_Document segment_
Recently published city rankings by IESE Cities in Motion Index has a shocker and at the same time an eye opener for us as none of Indian cities figure in top 100 or even 150 cities in the world. Bengaluru with a rank of 159 tops the list of Indian cities out of 174 who had participated in the competition. Performance of Indian cities would have been even worse had there been more number of cities participated in the competition. It’s a shocker because we are aiming to become 3rdlargest economy in the world in next one decade and in all probability we will be able to reach there. Meanwhile none of our cities are worthy of living for our people. It clearly shows our wrong prioritisation and misguided direction of growth.
A notion, of course misinformed one, has been created that smart cities are all about technology and digitisation. But it must not be forgotten that the human factor is fundamental in the development of cities. Without a participatory and active society, any strategy, albeit intelligent and comprehensive, will be doomed to failure. We should never forget that beyond technological and economic development, it is the inhabitants who hold the key for cities to go from “smart” to “wise.” That should be precisely our goal and all our efforts, both citizens and the authorities, should deploy all their talent in favour of progress in this direction.
In India, with 1.3 billion population, the main goal of our cities should be to improve its human capital. A city with smart governance must be capable of attracting and retaining talent, creating plans to improve education, and promoting both creativity and research. Though human capital includes many factors, level of education and access to culture are irreplaceable components for measuring human capital.
A high level of expenditure by the public on education in cities is an indicator that the state’s budget allocations for education are insufficient, since they oblige the public to assume that cost in order to gain access to a suitable education. Further, the number of museums, art galleries and theatres and the expenditure on leisure and recreation indicate how much the city values its culture. Unfortunately, our cities never consider them as core factors in pursuit of so called excellence.
Existence of social cohesion among groups of people with different incomes, cultures, ages, and professions who live in a city is also essential in a sustainable urban system. Our cities should aim to create such a social cohesion where citizens and the government share a vision of a society based on social justice, the primacy of the rule of law, and solidarity.
The number of public and private hospitals and health centers, employment rate and the ratio of women who work in public administration – all indicate liveability or otherwise of the city and therefore, city administrators should direct their efforts to achieve the highest standards on these parameters.
Happiness should be considered as a suitable measure of social progress and should become a goal of government policies. People usually assert they are happy if they have a stable job and are healthy and if there is a more homogeneous distribution of wealth within the city where they live.
It’s high time that our city planners eschew short-termism and broaden their field of view and also turn to innovation more frequently to improve the efficiency and sustainability of their services. Also, they should promote communication and ensure that the public and businesses are involved in their projects.
Each city, unique and unrepeatable, has its own needs and opportunities, so it must design its own plan, set its priorities, and be flexible enough to adapt to changes. So we need to give up ‘one size suits all’ mind-set.
It may be much easier to become third largest economy in the world than to make our cities really liveable. But what’s the use of becoming third largest economy in the world if cities (where majority of the population is going to live in future, are not liveable.

_Excerpted data_

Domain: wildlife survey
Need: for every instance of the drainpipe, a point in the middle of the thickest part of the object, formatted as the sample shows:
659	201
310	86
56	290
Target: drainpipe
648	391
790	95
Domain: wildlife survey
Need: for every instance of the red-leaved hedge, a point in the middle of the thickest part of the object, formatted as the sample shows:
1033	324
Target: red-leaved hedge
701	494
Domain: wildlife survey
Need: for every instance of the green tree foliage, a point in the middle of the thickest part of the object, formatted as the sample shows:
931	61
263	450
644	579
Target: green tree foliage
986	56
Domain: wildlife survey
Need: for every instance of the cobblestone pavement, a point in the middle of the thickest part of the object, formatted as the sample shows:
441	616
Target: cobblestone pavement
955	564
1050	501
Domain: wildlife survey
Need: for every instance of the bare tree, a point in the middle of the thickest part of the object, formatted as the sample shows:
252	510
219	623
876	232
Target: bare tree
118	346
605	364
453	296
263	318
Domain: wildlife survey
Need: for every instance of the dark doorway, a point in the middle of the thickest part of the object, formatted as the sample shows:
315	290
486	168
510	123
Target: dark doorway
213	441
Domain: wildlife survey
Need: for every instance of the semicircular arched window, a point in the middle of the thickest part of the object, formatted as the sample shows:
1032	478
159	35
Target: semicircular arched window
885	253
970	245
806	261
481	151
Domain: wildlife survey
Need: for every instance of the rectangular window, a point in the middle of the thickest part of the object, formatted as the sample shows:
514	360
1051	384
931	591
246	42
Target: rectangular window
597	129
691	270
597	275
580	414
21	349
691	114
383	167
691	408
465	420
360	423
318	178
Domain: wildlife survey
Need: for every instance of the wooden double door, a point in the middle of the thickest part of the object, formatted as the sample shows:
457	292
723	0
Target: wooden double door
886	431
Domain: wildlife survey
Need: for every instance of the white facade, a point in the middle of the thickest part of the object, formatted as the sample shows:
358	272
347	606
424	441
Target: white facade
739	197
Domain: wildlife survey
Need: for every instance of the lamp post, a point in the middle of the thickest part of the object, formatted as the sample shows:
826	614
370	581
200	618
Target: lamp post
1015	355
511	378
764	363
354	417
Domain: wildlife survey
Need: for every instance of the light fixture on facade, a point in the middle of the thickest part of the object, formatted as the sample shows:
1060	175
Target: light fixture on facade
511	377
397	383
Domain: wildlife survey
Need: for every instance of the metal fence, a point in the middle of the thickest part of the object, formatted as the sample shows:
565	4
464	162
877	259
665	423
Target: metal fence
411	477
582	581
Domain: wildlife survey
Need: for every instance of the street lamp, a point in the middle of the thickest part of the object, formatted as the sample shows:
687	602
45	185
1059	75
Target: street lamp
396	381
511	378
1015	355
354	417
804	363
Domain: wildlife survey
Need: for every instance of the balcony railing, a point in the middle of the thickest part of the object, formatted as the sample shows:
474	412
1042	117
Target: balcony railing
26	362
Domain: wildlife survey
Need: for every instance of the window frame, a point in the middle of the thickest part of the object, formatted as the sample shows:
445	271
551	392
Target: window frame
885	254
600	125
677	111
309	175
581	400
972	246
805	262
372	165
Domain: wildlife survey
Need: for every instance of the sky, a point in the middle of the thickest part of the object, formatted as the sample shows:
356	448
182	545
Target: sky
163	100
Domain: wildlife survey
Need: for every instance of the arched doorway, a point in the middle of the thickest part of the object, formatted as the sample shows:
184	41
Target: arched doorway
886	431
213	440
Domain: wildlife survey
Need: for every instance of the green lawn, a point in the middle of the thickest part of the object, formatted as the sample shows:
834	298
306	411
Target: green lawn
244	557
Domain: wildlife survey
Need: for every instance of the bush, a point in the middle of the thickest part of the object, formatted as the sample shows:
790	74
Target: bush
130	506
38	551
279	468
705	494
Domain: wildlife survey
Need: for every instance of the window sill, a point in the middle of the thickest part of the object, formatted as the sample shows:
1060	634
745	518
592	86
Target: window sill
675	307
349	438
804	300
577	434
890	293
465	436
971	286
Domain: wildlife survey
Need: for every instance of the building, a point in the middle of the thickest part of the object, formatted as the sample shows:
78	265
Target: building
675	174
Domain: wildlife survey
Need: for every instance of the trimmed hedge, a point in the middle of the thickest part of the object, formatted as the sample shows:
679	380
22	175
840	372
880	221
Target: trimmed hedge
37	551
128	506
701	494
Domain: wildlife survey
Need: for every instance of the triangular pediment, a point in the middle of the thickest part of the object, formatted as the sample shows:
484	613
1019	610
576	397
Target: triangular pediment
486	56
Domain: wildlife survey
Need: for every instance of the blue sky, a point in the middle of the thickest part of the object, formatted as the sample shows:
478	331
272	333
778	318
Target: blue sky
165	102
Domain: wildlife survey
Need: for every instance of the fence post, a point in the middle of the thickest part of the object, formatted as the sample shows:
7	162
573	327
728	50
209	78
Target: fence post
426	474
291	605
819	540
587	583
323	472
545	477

_Work instruction_
In the article on Indian city rankings, why does a high level of public spending on education in a city point to insufficient state budget allocations for education? Answer in one to three sentences.

_Task response_
Insufficient state allocations force the public to bear the cost of education themselves to get access to a suitable education. High public spending is therefore a sign that the state's budget falls short.